◆ **MATERIAL FOR THIS TASK**:
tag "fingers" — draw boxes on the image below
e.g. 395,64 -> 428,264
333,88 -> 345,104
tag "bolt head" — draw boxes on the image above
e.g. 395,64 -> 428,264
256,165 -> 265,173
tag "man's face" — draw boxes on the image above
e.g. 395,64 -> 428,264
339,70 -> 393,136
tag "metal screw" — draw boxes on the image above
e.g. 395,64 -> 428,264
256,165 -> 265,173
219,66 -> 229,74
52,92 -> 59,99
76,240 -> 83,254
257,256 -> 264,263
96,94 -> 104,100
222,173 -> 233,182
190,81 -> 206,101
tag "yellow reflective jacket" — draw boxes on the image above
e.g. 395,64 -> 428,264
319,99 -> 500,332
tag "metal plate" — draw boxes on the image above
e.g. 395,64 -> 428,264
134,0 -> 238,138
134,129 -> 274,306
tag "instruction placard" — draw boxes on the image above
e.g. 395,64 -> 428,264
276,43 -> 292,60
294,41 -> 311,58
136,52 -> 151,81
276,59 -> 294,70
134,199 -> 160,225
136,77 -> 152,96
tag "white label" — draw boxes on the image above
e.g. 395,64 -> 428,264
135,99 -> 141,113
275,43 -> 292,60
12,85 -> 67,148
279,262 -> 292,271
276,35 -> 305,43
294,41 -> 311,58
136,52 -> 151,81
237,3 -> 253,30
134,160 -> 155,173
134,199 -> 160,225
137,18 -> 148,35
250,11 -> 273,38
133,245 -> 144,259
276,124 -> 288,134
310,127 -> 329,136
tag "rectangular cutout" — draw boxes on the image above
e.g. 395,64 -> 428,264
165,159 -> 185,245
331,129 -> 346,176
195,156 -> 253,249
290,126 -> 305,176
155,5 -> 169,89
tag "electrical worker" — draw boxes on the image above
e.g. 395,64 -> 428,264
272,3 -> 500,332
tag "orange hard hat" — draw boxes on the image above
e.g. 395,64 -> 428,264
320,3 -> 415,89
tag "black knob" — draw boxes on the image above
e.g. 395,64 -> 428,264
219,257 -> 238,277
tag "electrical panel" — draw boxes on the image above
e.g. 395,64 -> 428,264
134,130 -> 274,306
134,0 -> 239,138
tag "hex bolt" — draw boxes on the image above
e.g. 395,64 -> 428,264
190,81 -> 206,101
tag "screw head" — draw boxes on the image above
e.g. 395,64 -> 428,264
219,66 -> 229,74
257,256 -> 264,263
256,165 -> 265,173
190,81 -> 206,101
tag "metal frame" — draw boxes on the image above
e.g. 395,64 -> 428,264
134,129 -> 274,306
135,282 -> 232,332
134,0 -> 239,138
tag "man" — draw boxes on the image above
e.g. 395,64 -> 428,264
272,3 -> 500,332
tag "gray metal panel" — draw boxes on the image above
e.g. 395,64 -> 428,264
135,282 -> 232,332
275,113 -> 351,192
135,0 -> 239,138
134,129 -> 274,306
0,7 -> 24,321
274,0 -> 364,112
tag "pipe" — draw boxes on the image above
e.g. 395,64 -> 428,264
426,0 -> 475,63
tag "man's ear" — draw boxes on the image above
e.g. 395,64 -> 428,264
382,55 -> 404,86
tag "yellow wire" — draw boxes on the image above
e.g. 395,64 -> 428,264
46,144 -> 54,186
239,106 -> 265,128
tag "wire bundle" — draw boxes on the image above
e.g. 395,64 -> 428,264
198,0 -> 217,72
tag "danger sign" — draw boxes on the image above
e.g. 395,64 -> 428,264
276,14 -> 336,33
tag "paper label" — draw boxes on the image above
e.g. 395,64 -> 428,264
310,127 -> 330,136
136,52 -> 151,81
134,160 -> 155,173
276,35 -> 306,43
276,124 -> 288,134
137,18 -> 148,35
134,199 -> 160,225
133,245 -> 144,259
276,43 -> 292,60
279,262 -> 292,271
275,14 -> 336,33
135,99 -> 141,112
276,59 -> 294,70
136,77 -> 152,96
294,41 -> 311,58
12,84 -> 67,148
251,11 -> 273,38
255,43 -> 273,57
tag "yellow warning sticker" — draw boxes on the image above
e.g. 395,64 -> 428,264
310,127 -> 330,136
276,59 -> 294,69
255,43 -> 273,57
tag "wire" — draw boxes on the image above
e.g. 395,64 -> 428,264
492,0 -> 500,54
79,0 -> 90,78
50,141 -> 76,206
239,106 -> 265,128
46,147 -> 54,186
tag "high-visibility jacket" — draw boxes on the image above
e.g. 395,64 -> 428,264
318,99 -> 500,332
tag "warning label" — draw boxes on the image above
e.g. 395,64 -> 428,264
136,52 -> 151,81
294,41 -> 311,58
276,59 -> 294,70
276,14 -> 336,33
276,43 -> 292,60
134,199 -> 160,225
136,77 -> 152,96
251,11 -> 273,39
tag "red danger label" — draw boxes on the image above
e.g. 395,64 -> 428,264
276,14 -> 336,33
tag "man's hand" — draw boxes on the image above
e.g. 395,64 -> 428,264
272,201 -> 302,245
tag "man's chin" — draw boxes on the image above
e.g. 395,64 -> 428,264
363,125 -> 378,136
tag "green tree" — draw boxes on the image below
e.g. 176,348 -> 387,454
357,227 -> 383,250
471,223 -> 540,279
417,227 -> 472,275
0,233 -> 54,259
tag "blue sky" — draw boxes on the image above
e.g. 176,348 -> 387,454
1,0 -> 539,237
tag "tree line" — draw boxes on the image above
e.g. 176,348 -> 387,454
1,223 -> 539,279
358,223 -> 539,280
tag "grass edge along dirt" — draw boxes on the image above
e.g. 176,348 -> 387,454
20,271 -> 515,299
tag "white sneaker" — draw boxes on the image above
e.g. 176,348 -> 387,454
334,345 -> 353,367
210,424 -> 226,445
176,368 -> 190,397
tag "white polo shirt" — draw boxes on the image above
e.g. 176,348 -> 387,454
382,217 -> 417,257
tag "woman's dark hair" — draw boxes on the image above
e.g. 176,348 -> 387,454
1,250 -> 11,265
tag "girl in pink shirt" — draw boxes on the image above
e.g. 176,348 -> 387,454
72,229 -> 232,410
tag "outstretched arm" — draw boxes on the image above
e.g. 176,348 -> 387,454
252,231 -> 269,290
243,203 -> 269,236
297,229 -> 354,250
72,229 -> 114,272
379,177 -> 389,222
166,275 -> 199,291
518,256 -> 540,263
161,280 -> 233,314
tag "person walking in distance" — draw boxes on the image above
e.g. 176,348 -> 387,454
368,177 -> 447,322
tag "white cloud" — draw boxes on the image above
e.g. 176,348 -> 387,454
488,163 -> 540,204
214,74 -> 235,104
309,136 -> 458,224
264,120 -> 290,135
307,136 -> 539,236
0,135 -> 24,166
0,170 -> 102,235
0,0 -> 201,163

◆ **TO DO**:
If a line appears above, it belongs in your answer, printed exactly.

◆ **ANSWER TO THIS PROBLEM**:
tag "fingers" — draw boxes on the image below
e.g. 395,64 -> 428,264
333,88 -> 345,104
tag "bolt head" — draw boxes on the image above
e.g. 395,64 -> 428,264
256,165 -> 265,173
tag "man's face" — draw boxes on the image above
e.g. 395,64 -> 428,264
339,70 -> 393,136
tag "metal screw" — draw boxes on the image above
e.g. 395,64 -> 428,264
256,165 -> 265,173
219,66 -> 229,74
52,92 -> 59,99
76,240 -> 83,254
257,256 -> 264,263
96,94 -> 104,100
222,173 -> 233,182
190,81 -> 206,101
tag "yellow reflective jacket" — draw boxes on the image above
e.g. 395,64 -> 428,264
319,99 -> 500,332
tag "metal plate" — draw boxes on the image above
e.g. 395,64 -> 428,264
134,0 -> 238,138
134,129 -> 274,306
tag "instruction placard" — draw boxes on the image above
e.g. 395,64 -> 428,264
276,43 -> 292,60
294,41 -> 311,58
136,52 -> 151,81
276,59 -> 294,70
134,199 -> 160,225
136,77 -> 152,96
tag "white label" — draw boxes on the image above
e.g. 395,64 -> 428,264
135,99 -> 141,113
275,43 -> 292,60
12,85 -> 67,148
279,262 -> 292,271
276,35 -> 305,43
294,41 -> 311,58
136,52 -> 151,81
237,3 -> 253,30
134,160 -> 155,173
134,199 -> 160,225
137,18 -> 148,35
250,11 -> 273,38
133,245 -> 144,259
276,124 -> 288,134
310,127 -> 329,136
tag "rectangular cutout" — draw boxes on the image above
e.g. 395,64 -> 428,264
165,159 -> 185,245
331,129 -> 346,176
195,156 -> 253,249
290,126 -> 305,176
155,5 -> 169,89
tag "electrical worker" — draw boxes on the image above
e.g. 395,64 -> 428,264
272,3 -> 500,332
tag "orange hard hat" — draw boxes on the image above
e.g. 395,64 -> 428,264
320,3 -> 415,89
tag "black knob" — draw boxes on the image above
e.g. 395,64 -> 428,264
219,257 -> 238,277
tag "electrical panel" — draw boxes on the image above
e.g. 395,64 -> 428,264
134,130 -> 274,306
134,0 -> 239,138
tag "hex bolt" — draw boxes on the image above
e.g. 395,64 -> 428,264
190,81 -> 206,101
tag "screw head" — draw boxes on the image above
e.g. 395,64 -> 428,264
219,66 -> 229,74
257,256 -> 264,263
256,165 -> 265,173
190,81 -> 206,101
tag "metal frame" — draw boxes on the image above
e.g. 395,64 -> 428,264
134,129 -> 274,306
135,282 -> 232,332
134,0 -> 239,138
tag "man" — draw boxes on the image above
e.g. 395,64 -> 428,264
272,3 -> 500,332
tag "gray metal panel" — draw boxes on the image above
e.g. 395,64 -> 428,264
135,282 -> 232,332
275,113 -> 351,192
135,0 -> 239,138
134,129 -> 274,306
0,7 -> 24,321
274,0 -> 364,112
tag "pipe" — draw boxes on the image above
e.g. 395,64 -> 428,264
426,0 -> 475,63
tag "man's ear" — draw boxes on the image above
e.g. 395,64 -> 428,264
382,55 -> 404,86
tag "yellow wire" — draw boxes on the image above
e.g. 395,64 -> 428,264
46,144 -> 54,186
239,106 -> 265,128
tag "wire bundle" — draw boxes on the image above
e.g. 395,64 -> 428,264
198,0 -> 217,72
tag "danger sign" — draw boxes on the image above
e.g. 395,64 -> 428,264
276,14 -> 336,33
tag "paper label" — draw boxes on the image above
e.g. 395,64 -> 428,264
310,127 -> 330,136
136,52 -> 151,81
134,160 -> 155,173
276,35 -> 306,43
276,124 -> 288,134
137,18 -> 148,35
134,199 -> 160,225
133,245 -> 144,259
276,43 -> 292,60
279,262 -> 292,271
275,14 -> 336,33
135,99 -> 141,112
276,59 -> 294,70
136,77 -> 152,96
294,41 -> 311,58
12,84 -> 67,148
251,11 -> 273,38
255,43 -> 273,57
tag "yellow warning sticker" — draw boxes on the image above
e.g. 395,64 -> 428,264
310,127 -> 330,136
276,59 -> 294,69
255,43 -> 273,57
tag "wire" — draw boxes on the image above
e.g. 395,64 -> 428,264
492,0 -> 500,54
79,0 -> 90,78
50,141 -> 76,206
239,106 -> 265,128
46,147 -> 54,186
tag "high-visibility jacket" — draw boxes on the image above
e.g. 395,64 -> 428,264
318,99 -> 500,332
tag "warning label" — draw boxes on the image above
e.g. 395,64 -> 428,264
136,52 -> 151,81
294,41 -> 311,58
276,59 -> 294,70
276,14 -> 336,33
276,43 -> 292,60
134,199 -> 160,225
136,77 -> 152,96
251,11 -> 273,39
tag "red danger label" — draw boxes on the image above
e.g. 395,64 -> 428,264
276,14 -> 336,33
tag "man's hand" — draw boxes on the image above
e.g. 395,64 -> 428,264
272,201 -> 302,245
tag "man's chin" — draw boxes on the image above
e.g. 395,64 -> 428,264
363,125 -> 378,136
tag "green tree" — draw boxes on the image below
e.g. 176,348 -> 387,454
357,227 -> 383,250
471,223 -> 540,279
417,227 -> 472,275
0,233 -> 54,259
tag "blue sky" — draw boxes on the image above
e.g. 176,348 -> 387,454
1,0 -> 539,237
tag "tree line" — draw boxes on the image above
e.g. 176,348 -> 387,454
1,223 -> 539,279
358,223 -> 539,280
tag "grass edge along dirt" — draw boxes on the image above
e.g. 176,348 -> 387,454
20,271 -> 515,299
tag "white sneaker" — draw boxes on the image above
e.g. 176,348 -> 387,454
334,345 -> 353,367
210,424 -> 226,445
176,368 -> 190,397
tag "white polo shirt" — draw boxes on the image above
e.g. 176,348 -> 387,454
382,217 -> 417,257
tag "woman's dark hair" — draw boxes on the image above
e.g. 176,348 -> 387,454
1,250 -> 11,265
tag "girl in pink shirt" — draw boxes on the image above
e.g. 176,348 -> 387,454
72,229 -> 232,410
tag "outstretched arm" — draw boxes on the image above
e.g. 176,348 -> 387,454
252,231 -> 269,290
243,203 -> 269,236
297,229 -> 354,250
72,229 -> 114,272
379,177 -> 389,222
166,275 -> 199,291
518,256 -> 540,263
161,280 -> 233,314
tag "person walking in distance" — draw boxes on the image above
e.g. 176,348 -> 387,454
368,177 -> 447,322
tag "white cloud" — draw boxes on the image above
e.g. 176,348 -> 387,454
488,163 -> 540,204
214,74 -> 235,104
309,136 -> 458,224
264,120 -> 290,135
307,136 -> 539,236
0,135 -> 24,166
0,170 -> 102,235
0,0 -> 201,163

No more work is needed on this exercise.